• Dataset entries
◆ ◆ ◆ ◆ ◆ ◆ ◆
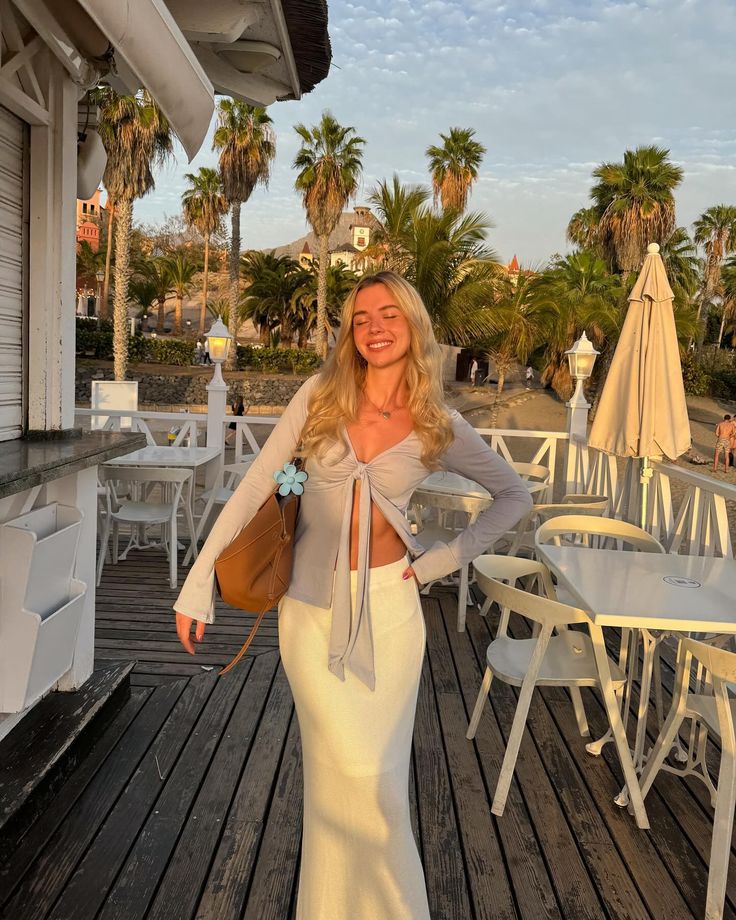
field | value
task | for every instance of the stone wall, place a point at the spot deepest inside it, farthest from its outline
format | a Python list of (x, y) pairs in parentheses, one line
[(187, 386)]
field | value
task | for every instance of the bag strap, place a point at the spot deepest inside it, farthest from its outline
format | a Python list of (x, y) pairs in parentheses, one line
[(247, 642)]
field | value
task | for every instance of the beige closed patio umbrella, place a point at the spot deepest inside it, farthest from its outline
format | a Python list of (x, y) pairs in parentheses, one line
[(642, 411)]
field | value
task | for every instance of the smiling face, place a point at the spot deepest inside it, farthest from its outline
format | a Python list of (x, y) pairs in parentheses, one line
[(381, 332)]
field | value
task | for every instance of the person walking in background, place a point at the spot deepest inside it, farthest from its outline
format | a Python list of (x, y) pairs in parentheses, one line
[(238, 410), (724, 433), (370, 426)]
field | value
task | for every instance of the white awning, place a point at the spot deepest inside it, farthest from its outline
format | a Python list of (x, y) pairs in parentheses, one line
[(151, 51)]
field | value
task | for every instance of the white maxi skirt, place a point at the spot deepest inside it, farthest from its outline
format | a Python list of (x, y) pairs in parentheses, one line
[(359, 857)]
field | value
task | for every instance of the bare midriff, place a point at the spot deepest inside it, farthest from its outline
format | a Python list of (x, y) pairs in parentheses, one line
[(386, 546)]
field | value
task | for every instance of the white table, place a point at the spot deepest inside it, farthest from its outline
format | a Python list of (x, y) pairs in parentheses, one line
[(187, 457), (153, 455), (645, 591)]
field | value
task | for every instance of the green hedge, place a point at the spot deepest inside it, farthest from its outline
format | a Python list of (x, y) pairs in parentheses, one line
[(277, 360), (697, 380), (95, 340)]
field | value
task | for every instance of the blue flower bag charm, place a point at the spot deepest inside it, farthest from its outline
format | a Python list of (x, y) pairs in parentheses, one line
[(290, 479)]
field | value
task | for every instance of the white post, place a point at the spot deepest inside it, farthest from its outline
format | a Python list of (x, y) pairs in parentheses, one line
[(216, 405), (577, 427)]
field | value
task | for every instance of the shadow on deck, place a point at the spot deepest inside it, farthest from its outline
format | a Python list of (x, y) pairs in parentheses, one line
[(189, 802)]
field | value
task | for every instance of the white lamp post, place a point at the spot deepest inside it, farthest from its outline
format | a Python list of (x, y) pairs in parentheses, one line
[(581, 359), (218, 340), (100, 276)]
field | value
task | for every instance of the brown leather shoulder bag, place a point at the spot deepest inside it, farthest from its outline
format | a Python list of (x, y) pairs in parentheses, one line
[(254, 571)]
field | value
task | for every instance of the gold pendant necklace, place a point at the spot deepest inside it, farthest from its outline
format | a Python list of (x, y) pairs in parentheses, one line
[(384, 413)]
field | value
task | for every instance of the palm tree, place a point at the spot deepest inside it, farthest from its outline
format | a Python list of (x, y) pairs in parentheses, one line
[(455, 272), (636, 205), (728, 296), (204, 206), (518, 321), (453, 167), (683, 267), (270, 284), (137, 137), (329, 163), (394, 207), (244, 136), (143, 292), (715, 231), (576, 294), (582, 230), (156, 273), (304, 302), (181, 272)]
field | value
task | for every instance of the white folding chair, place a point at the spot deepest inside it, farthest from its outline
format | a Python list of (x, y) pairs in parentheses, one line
[(555, 657), (717, 712), (434, 514), (228, 480), (141, 511), (610, 533), (523, 536)]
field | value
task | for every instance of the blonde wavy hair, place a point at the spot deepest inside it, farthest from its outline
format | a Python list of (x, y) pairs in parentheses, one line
[(336, 395)]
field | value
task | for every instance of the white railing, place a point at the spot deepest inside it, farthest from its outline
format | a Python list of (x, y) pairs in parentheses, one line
[(687, 512), (545, 453)]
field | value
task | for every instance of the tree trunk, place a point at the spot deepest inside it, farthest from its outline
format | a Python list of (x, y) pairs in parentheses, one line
[(723, 326), (232, 358), (122, 277), (178, 305), (102, 312), (203, 308), (321, 337), (497, 401), (161, 315)]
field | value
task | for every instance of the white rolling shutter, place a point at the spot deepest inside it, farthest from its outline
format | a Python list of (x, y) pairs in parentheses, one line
[(12, 265)]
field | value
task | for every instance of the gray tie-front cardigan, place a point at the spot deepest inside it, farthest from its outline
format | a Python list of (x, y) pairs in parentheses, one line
[(322, 545)]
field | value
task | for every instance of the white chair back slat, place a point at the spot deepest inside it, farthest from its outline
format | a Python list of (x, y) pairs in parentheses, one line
[(597, 530)]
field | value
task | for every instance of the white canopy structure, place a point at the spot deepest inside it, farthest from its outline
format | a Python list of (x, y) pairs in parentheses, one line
[(183, 51)]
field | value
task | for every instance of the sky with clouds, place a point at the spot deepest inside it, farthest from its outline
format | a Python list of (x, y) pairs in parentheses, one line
[(552, 88)]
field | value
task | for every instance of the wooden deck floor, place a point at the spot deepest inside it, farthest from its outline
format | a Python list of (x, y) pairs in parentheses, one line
[(189, 803)]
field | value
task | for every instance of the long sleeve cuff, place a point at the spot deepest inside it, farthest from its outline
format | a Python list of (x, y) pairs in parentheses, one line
[(438, 561)]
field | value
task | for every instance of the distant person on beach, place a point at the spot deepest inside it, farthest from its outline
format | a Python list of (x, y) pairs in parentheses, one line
[(724, 433), (238, 410)]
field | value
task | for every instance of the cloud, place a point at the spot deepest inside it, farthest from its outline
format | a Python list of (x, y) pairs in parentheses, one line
[(552, 87)]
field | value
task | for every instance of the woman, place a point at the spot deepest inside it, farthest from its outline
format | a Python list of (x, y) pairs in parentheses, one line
[(371, 425)]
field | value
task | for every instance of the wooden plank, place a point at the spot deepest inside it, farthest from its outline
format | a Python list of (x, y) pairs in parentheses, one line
[(173, 768), (681, 832), (36, 752), (189, 817), (226, 886), (443, 864), (276, 870), (665, 897), (552, 841), (488, 881), (41, 887), (23, 851)]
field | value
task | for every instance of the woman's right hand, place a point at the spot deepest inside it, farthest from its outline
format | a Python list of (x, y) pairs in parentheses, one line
[(184, 630)]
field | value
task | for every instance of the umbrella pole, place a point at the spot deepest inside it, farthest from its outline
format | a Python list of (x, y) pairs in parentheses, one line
[(646, 475)]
◆ ◆ ◆ ◆ ◆ ◆ ◆
Only a number should be returned: the count of lines above that include "umbrella".

• FINISHED TASK
2